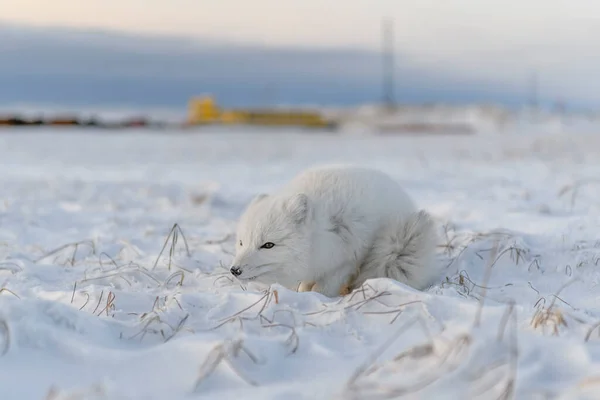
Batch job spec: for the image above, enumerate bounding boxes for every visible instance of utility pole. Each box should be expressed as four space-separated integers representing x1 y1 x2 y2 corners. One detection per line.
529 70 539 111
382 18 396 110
==
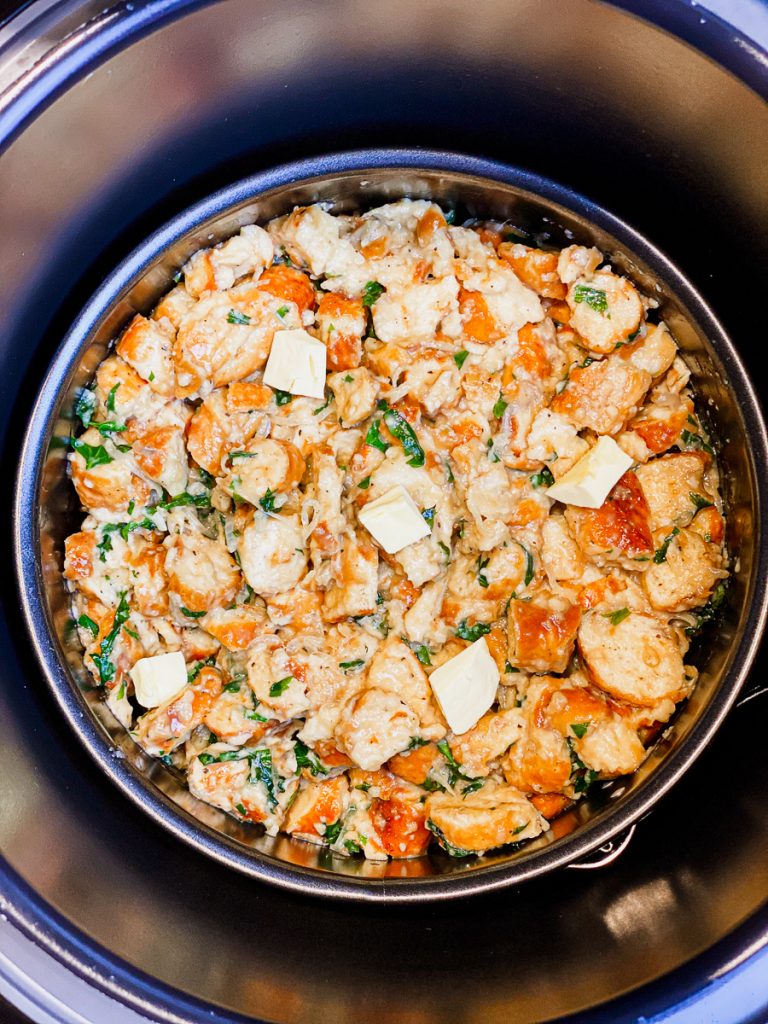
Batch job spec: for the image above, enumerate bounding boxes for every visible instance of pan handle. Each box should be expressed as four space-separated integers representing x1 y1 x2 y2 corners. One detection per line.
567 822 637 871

**Exercise prompt**
Begin at the line of the listing that contains "instance of pan" and stop after "567 822 637 871". Write out only those lines again, replacing "pan handle" with "frying pan handle" and changing nothing else.

**Written solution**
Batch job spec: for the image above, enumerate bounding boxes for every visible instance of frying pan handle. Each box should be expressed as four space-separated integers representing x1 y1 x2 y2 corners. One detection per line.
567 822 637 871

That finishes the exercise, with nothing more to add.